Exercise description
Reproduce every line of the records below verbatim, leaving out the pictures.

*** Rows ***

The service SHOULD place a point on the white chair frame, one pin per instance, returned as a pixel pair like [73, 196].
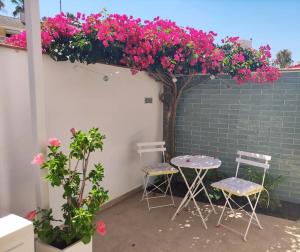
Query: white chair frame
[262, 162]
[152, 147]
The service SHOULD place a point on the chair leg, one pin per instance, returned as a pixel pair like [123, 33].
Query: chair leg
[169, 177]
[145, 188]
[253, 215]
[146, 192]
[223, 210]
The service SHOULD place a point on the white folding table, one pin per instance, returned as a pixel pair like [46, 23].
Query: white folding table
[200, 164]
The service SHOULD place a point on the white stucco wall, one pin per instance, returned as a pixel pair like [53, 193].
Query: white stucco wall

***

Answer to this task
The service SHOULD place a point on the white chair frame, one pin per instance, returned as a pixel pair like [73, 196].
Query: white chair frame
[262, 162]
[152, 147]
The service SHOULD place a point on the chair leg, one pin per instance, returned as a pixel pair like [123, 33].
Query: chair leg
[169, 177]
[145, 188]
[253, 215]
[146, 192]
[223, 210]
The service SHOULD place a point on the white folding table, one pin per instance, returned as a pixel pair like [46, 23].
Query: white folding table
[200, 164]
The service SHOULD place a point on the white stucco wall, one pin per instance, returned as a pixel pair like [53, 193].
Query: white stucco wall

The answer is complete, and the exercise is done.